>> START Supplied records
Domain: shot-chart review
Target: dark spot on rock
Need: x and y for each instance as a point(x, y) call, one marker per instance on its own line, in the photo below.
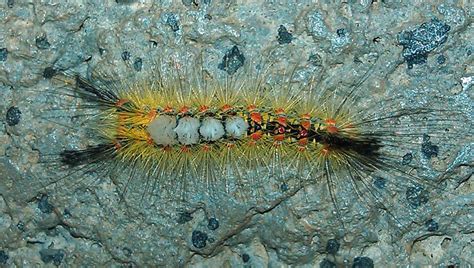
point(380, 182)
point(127, 252)
point(42, 42)
point(172, 21)
point(21, 226)
point(332, 246)
point(315, 59)
point(407, 158)
point(13, 116)
point(3, 257)
point(184, 217)
point(199, 239)
point(126, 55)
point(441, 59)
point(363, 262)
point(213, 224)
point(419, 42)
point(3, 54)
point(416, 196)
point(67, 213)
point(55, 256)
point(44, 206)
point(138, 64)
point(341, 32)
point(153, 43)
point(431, 225)
point(232, 60)
point(49, 72)
point(427, 148)
point(327, 264)
point(245, 257)
point(284, 37)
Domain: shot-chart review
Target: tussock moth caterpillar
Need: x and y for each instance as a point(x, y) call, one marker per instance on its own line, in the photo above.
point(185, 133)
point(188, 131)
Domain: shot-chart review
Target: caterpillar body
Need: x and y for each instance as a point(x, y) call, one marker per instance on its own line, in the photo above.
point(180, 133)
point(189, 138)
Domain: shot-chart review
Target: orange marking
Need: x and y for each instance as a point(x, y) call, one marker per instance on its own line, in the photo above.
point(282, 121)
point(280, 111)
point(330, 121)
point(184, 109)
point(121, 130)
point(149, 139)
point(332, 129)
point(325, 151)
point(306, 116)
point(306, 124)
point(256, 117)
point(301, 148)
point(226, 108)
point(117, 145)
point(279, 137)
point(152, 114)
point(256, 136)
point(303, 142)
point(121, 102)
point(203, 108)
point(168, 109)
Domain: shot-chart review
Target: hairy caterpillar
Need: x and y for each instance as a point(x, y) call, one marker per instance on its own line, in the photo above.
point(188, 131)
point(246, 138)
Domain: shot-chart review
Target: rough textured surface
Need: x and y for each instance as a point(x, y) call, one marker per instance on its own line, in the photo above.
point(71, 224)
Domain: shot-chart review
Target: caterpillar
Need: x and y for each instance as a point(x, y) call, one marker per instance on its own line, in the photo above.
point(180, 134)
point(176, 133)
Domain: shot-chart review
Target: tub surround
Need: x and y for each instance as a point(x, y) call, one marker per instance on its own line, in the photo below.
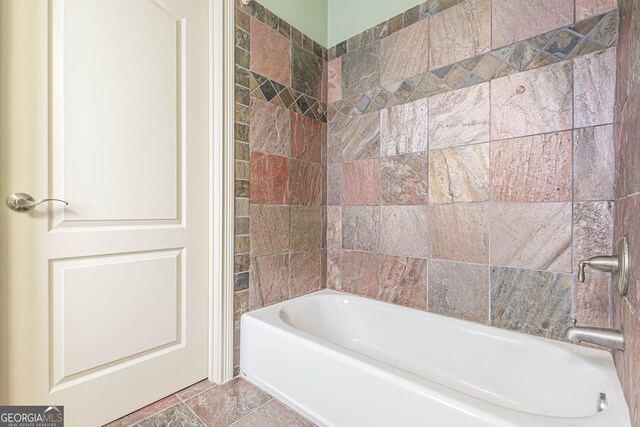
point(626, 130)
point(481, 156)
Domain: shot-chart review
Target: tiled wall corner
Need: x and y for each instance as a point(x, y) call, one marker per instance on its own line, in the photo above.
point(280, 149)
point(626, 134)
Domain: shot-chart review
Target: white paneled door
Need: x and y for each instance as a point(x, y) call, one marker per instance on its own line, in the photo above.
point(109, 294)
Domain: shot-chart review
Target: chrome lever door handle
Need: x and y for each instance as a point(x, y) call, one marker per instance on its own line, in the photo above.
point(23, 202)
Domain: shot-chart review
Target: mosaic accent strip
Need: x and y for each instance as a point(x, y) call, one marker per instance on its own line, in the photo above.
point(584, 37)
point(390, 26)
point(268, 90)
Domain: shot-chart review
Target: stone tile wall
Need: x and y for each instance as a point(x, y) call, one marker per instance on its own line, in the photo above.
point(626, 130)
point(280, 171)
point(471, 161)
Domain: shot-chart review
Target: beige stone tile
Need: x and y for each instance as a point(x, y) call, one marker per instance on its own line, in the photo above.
point(403, 281)
point(459, 290)
point(270, 130)
point(460, 117)
point(471, 20)
point(269, 229)
point(594, 88)
point(305, 272)
point(404, 53)
point(268, 280)
point(270, 53)
point(515, 20)
point(334, 92)
point(532, 102)
point(531, 235)
point(359, 273)
point(305, 231)
point(459, 174)
point(459, 232)
point(594, 163)
point(361, 182)
point(228, 402)
point(403, 128)
point(404, 231)
point(592, 236)
point(532, 169)
point(404, 179)
point(273, 414)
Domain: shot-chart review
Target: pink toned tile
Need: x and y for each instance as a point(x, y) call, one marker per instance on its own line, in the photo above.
point(270, 130)
point(515, 20)
point(460, 117)
point(404, 53)
point(588, 8)
point(269, 229)
point(306, 138)
point(305, 183)
point(334, 227)
point(594, 163)
point(146, 412)
point(532, 102)
point(269, 177)
point(306, 268)
point(334, 92)
point(532, 169)
point(404, 231)
point(459, 290)
point(334, 269)
point(471, 20)
point(403, 128)
point(404, 179)
point(268, 280)
point(594, 88)
point(535, 236)
point(270, 53)
point(361, 182)
point(459, 232)
point(403, 281)
point(360, 273)
point(459, 174)
point(592, 235)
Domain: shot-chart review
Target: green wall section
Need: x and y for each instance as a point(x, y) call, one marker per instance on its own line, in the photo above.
point(308, 16)
point(347, 18)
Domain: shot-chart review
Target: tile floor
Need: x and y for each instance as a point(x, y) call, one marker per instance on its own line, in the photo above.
point(237, 403)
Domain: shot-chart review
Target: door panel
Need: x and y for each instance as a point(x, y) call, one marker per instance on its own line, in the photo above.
point(117, 96)
point(107, 298)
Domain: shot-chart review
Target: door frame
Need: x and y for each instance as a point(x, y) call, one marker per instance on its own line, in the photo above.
point(221, 189)
point(16, 108)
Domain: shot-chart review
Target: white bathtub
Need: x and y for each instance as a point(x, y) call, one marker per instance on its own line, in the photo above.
point(343, 360)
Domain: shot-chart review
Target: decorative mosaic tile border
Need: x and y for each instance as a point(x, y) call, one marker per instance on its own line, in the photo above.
point(391, 25)
point(587, 36)
point(287, 97)
point(264, 15)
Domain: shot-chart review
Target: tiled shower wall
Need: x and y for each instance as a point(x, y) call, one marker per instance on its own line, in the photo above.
point(626, 311)
point(470, 161)
point(280, 146)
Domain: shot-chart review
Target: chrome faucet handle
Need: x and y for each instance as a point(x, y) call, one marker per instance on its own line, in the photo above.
point(23, 202)
point(616, 264)
point(608, 264)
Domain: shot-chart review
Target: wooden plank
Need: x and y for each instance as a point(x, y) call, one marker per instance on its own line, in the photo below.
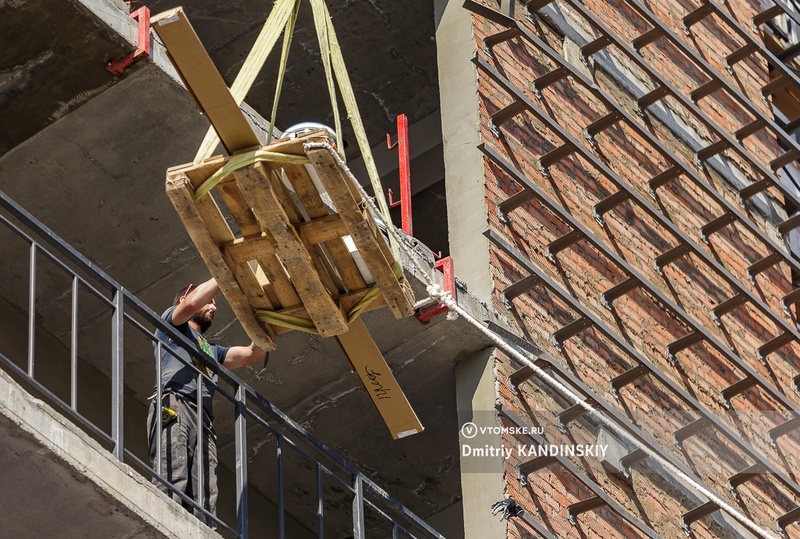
point(203, 80)
point(251, 287)
point(318, 256)
point(323, 229)
point(250, 248)
point(381, 385)
point(281, 285)
point(239, 209)
point(399, 299)
point(258, 192)
point(182, 197)
point(340, 254)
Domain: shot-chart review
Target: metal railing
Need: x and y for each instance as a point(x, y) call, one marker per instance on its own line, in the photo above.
point(333, 483)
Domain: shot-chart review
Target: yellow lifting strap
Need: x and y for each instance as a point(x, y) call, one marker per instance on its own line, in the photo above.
point(302, 324)
point(282, 20)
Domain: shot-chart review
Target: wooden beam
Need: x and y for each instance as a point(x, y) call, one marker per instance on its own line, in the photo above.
point(203, 80)
point(255, 186)
point(182, 196)
point(399, 299)
point(381, 385)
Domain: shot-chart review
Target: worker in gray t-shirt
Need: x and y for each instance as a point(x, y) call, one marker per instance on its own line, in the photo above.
point(191, 314)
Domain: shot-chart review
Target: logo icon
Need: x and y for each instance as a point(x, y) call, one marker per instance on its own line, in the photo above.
point(469, 429)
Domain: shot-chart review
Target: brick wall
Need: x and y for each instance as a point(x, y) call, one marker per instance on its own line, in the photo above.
point(669, 304)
>> END Supplied records
What this task involves:
Repeat the data exactly in full, omitting its pictures.

Written answer:
Domain: shot-chart review
Target: dark spot on rock
Need: x and y for each instance as a point(x, y) call, one marker per instance on its own line, in the photo below.
point(380, 182)
point(127, 252)
point(42, 42)
point(172, 21)
point(21, 226)
point(332, 246)
point(315, 59)
point(407, 158)
point(13, 116)
point(3, 257)
point(184, 217)
point(199, 239)
point(126, 55)
point(441, 59)
point(363, 262)
point(213, 224)
point(419, 42)
point(3, 54)
point(416, 196)
point(67, 213)
point(55, 256)
point(44, 206)
point(138, 64)
point(341, 32)
point(153, 43)
point(431, 225)
point(232, 60)
point(49, 72)
point(427, 148)
point(327, 264)
point(245, 257)
point(284, 37)
Domain: shot-chart review
Target: tussock moth caterpillar
Need: x and y for each instance as a point(x, y) call, one marker per instance on its own line, in the photo above.
point(185, 133)
point(188, 131)
Domain: shot-chart review
Target: caterpillar body
Need: x and y for each instance as a point(x, y) call, one marker per instance on its own line, in the photo above.
point(180, 133)
point(189, 138)
Domain: shot-chart review
Target: orange marking
Need: x and y for each instance as a point(x, y) call, one marker per instance on its own line, in the photo above.
point(282, 121)
point(280, 111)
point(330, 121)
point(184, 109)
point(121, 130)
point(149, 139)
point(332, 129)
point(325, 151)
point(306, 116)
point(306, 124)
point(256, 117)
point(301, 148)
point(226, 108)
point(117, 145)
point(279, 137)
point(152, 114)
point(256, 136)
point(303, 142)
point(121, 102)
point(203, 108)
point(168, 109)
Domain: shot-chart review
Target: hairy caterpillar
Need: x and y for each instance as a point(x, y) call, one marker per instance on its own line, in the photo above.
point(188, 131)
point(246, 138)
Domain: shot-chart review
Target: rough textured surface
Need: x and y for each instance as a point(x, y) call, one marker per instance on its own line, in the photo above.
point(71, 224)
Domain: shot-chart review
Target: caterpillar
Need: x and y for each instance as a point(x, y) call, one marker per instance on its own line, in the photo above.
point(180, 134)
point(176, 133)
Domain: shot-chart review
Target: tub surround
Need: x and y for each instance as a point(x, y) call, one marker per instance on its own line, in the photo below.
point(626, 130)
point(481, 156)
Domain: shot-chart review
Target: tiled wall corner
Need: x and y for each instance as a point(x, y) call, one marker per instance on its own line, in the photo above.
point(280, 149)
point(626, 134)
Domain: shot-chart review
Target: white paneled door
Need: x and y for each instance as a point(x, y) call, one marker per instance on its own line, in the photo above.
point(109, 294)
Domain: shot-chart review
Target: chrome lever door handle
Need: x and y for each instance as a point(x, y) call, one marker per instance on its own line, in the photo above.
point(23, 202)
Domain: shot-chart review
Target: mosaic accent strip
Need: x and y for each instance as a point(x, y) call, one marker per instance on its own line, in the photo above.
point(584, 37)
point(390, 26)
point(268, 90)
Domain: shot-chart review
Target: stone tile wall
Need: x and y for each instance as a point(x, y) call, one marker per instance on its own line, in the photo above.
point(626, 130)
point(280, 171)
point(471, 161)
Domain: shot-chart review
Target: beige stone tile
Need: x and y for each instance as a point(x, y) call, one marker per instance on its own line, in the photo above.
point(403, 281)
point(459, 290)
point(270, 130)
point(460, 117)
point(471, 20)
point(269, 229)
point(594, 88)
point(305, 272)
point(404, 53)
point(268, 280)
point(270, 53)
point(515, 20)
point(334, 92)
point(532, 102)
point(531, 235)
point(359, 273)
point(305, 231)
point(459, 174)
point(459, 232)
point(594, 163)
point(361, 182)
point(228, 402)
point(403, 128)
point(404, 231)
point(592, 236)
point(532, 169)
point(404, 179)
point(273, 414)
Domain: shot-chart review
Target: pink toned tile
Need: x and y for each instance as a point(x, y) call, one marker per instance on its own line, in the photo above.
point(270, 130)
point(515, 20)
point(460, 117)
point(404, 53)
point(588, 8)
point(269, 229)
point(306, 138)
point(305, 183)
point(334, 227)
point(594, 163)
point(146, 412)
point(532, 102)
point(269, 177)
point(306, 268)
point(334, 92)
point(532, 169)
point(404, 231)
point(459, 290)
point(334, 269)
point(471, 20)
point(403, 128)
point(404, 179)
point(268, 280)
point(594, 88)
point(535, 236)
point(270, 53)
point(361, 182)
point(459, 232)
point(403, 281)
point(360, 273)
point(459, 174)
point(592, 235)
Domain: shot-chart review
Target: green wall section
Need: x and y for each instance as a point(x, y) call, one marker per instance on its own line, in the photo above.
point(308, 16)
point(347, 18)
Domain: shot-chart review
Target: tile floor
Need: x and y for each instance as a point(x, y) call, one marker per instance on its own line, in the photo above.
point(237, 403)
Domain: shot-chart review
Target: door panel
Need: x and y for each instance as a point(x, y) call, one marker per instance on its own line, in the photo above.
point(117, 96)
point(107, 298)
Domain: shot-chart review
Target: door frame
Need: x and y for each instance as a point(x, y) call, one marker per instance on its own line, in the photo above.
point(221, 189)
point(16, 108)
Domain: shot-chart review
Target: white bathtub
Need: x and y for each instance as a point(x, y) call, one marker per instance on its own line, in the photo above.
point(343, 360)
Domain: shot-chart review
Target: decorative mosaic tile border
Need: x and y for each instance as a point(x, y) call, one marker per instance on its own line, in the photo above.
point(391, 25)
point(587, 36)
point(287, 97)
point(264, 15)
Domain: shot-chart review
Target: tiled shower wall
Need: x and y for each instance as a point(x, y) call, one marker per instance on its own line, in the photo above.
point(626, 311)
point(470, 161)
point(280, 146)
Domain: shot-chart review
Target: chrome faucet handle
Need: x and y for each instance as a point(x, y) call, one marker per instance on its own line, in the photo above.
point(23, 202)
point(616, 264)
point(608, 264)
Domain: shot-chart review
Target: wooden plank
Need: x and y for each instance as a point(x, y) call, one marker per instance on its own line, in the photo below.
point(203, 80)
point(251, 287)
point(318, 256)
point(323, 229)
point(250, 248)
point(381, 385)
point(281, 285)
point(239, 209)
point(399, 299)
point(258, 192)
point(182, 197)
point(340, 254)
Domain: shot-chart review
Target: metal railing
Need: x and y for each instance as a point(x, y) call, one marker per instance on its own line, in the photo above.
point(333, 483)
Domain: shot-chart review
Target: yellow lifting strap
Need: x and y for each instance as a point(x, y) call, one marker per instance on its own line, in the photo above.
point(302, 324)
point(282, 20)
Domain: shot-chart review
Target: wooden beam
Need: x and y for each instance as a point(x, y) call, one marker per instance on its own line, in the photo above.
point(203, 80)
point(255, 186)
point(182, 196)
point(399, 299)
point(381, 385)
Domain: shot-chart review
Target: worker in gray t-shirt
Need: x and y for each instance as a point(x, y) call, one marker per instance on its own line, in the photo above.
point(191, 314)
Domain: shot-chart review
Target: logo icon
Need: x and y for each instance as a point(x, y) call, one marker per instance on its own line, in the photo above.
point(469, 429)
Domain: shot-chart review
Target: brick wall
Need: x and y for each instance as a point(x, y) call, one marker per instance on its own line, in the photo above.
point(669, 304)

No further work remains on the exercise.